Records supplied:
/---
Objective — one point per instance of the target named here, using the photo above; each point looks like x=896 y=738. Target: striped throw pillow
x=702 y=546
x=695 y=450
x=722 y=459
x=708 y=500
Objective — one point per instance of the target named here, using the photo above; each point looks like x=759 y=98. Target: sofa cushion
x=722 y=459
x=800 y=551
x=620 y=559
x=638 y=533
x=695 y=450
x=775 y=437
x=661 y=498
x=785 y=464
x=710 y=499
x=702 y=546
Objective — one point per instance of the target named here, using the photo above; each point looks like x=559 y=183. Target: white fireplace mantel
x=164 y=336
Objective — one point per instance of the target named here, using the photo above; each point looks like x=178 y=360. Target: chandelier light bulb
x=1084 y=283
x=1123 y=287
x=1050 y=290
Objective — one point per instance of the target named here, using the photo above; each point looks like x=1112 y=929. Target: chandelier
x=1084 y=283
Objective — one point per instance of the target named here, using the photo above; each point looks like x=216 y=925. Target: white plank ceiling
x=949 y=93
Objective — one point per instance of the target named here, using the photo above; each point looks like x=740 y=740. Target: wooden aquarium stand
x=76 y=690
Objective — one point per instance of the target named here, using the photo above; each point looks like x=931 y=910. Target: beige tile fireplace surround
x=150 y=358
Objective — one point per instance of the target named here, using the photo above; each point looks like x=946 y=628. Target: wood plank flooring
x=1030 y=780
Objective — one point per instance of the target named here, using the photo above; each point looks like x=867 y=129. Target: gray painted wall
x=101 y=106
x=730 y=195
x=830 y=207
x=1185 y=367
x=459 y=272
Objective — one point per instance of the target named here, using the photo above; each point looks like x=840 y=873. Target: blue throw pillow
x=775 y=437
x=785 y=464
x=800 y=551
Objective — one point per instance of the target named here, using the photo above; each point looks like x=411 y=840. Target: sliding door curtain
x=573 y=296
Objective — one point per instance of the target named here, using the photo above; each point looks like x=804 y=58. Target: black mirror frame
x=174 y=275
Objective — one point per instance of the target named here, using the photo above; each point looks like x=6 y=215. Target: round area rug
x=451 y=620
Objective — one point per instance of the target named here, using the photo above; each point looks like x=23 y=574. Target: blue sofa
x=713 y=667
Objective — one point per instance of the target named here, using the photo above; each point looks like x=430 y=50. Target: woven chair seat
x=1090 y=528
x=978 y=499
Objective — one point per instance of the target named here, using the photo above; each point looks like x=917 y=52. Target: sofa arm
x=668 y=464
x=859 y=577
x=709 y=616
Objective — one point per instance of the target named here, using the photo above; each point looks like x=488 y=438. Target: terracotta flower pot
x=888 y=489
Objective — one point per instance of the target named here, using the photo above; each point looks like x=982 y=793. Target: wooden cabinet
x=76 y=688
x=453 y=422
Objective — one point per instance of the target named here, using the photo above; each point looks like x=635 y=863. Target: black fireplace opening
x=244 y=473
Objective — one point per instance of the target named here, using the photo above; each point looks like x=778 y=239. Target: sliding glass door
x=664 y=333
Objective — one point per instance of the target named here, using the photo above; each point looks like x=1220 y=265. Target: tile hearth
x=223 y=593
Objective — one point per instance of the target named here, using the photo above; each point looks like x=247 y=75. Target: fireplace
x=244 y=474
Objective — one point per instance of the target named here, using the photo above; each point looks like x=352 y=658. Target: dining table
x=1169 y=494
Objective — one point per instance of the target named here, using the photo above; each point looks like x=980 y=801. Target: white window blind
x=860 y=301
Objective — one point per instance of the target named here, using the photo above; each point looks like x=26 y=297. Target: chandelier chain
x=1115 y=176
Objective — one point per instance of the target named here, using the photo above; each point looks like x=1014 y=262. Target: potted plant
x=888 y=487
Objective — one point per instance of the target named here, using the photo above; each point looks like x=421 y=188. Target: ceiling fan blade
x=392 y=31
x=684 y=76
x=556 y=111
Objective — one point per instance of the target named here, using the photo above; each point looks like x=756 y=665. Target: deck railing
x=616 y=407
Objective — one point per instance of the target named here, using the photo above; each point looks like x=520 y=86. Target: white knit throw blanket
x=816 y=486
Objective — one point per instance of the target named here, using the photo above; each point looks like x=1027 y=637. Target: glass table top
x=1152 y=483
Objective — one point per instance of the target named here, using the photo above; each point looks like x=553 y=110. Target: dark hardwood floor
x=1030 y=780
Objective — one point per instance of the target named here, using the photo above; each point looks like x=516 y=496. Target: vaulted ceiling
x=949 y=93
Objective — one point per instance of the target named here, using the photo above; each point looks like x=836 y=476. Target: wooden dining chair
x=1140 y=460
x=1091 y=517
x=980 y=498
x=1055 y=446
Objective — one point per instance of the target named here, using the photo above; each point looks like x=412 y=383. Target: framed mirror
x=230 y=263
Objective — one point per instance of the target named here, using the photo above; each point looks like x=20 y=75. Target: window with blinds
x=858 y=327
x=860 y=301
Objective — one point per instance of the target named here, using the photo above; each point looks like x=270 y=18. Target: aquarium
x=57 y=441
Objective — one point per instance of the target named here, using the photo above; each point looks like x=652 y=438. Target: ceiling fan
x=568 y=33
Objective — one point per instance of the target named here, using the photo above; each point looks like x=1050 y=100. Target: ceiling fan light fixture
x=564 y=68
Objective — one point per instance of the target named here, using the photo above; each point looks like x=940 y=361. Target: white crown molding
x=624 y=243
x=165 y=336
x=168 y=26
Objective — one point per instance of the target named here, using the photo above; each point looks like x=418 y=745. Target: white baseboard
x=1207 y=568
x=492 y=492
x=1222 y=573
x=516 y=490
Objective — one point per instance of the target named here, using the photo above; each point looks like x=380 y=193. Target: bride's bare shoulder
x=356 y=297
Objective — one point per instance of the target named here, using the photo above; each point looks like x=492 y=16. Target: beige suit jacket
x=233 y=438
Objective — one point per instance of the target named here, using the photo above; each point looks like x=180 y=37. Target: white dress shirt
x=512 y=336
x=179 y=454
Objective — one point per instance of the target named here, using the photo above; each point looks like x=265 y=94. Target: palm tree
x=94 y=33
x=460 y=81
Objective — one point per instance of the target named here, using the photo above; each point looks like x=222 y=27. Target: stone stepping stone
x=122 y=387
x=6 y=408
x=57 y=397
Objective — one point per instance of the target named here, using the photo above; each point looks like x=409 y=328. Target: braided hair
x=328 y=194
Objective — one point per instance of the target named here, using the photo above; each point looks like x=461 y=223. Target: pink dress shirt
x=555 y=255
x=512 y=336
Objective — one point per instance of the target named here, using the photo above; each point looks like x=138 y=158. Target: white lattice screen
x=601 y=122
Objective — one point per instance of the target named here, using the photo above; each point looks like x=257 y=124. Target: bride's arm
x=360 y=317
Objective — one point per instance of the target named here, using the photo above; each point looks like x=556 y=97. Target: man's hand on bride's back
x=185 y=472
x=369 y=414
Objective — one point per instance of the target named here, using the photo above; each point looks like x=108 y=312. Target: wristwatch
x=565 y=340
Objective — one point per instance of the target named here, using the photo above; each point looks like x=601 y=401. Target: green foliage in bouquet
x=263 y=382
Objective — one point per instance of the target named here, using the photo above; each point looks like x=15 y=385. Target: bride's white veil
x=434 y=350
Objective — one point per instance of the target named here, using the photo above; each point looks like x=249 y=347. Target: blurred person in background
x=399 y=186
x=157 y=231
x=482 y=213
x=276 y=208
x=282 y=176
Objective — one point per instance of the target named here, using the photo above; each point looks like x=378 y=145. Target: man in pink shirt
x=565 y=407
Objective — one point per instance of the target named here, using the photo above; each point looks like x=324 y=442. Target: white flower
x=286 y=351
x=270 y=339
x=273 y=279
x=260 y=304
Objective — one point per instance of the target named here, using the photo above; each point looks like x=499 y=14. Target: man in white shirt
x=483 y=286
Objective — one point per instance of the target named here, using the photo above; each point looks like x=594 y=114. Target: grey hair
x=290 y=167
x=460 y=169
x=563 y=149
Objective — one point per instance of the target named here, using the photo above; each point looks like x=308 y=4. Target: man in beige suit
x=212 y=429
\---
For the span from the line containing "in beige suit" through the last line of the entries above, transcribe each line exactly and leave out everything else.

Objective — one point per instance of the target named here, using the photo above; each point looks like x=308 y=4. Target: man in beige suit
x=212 y=429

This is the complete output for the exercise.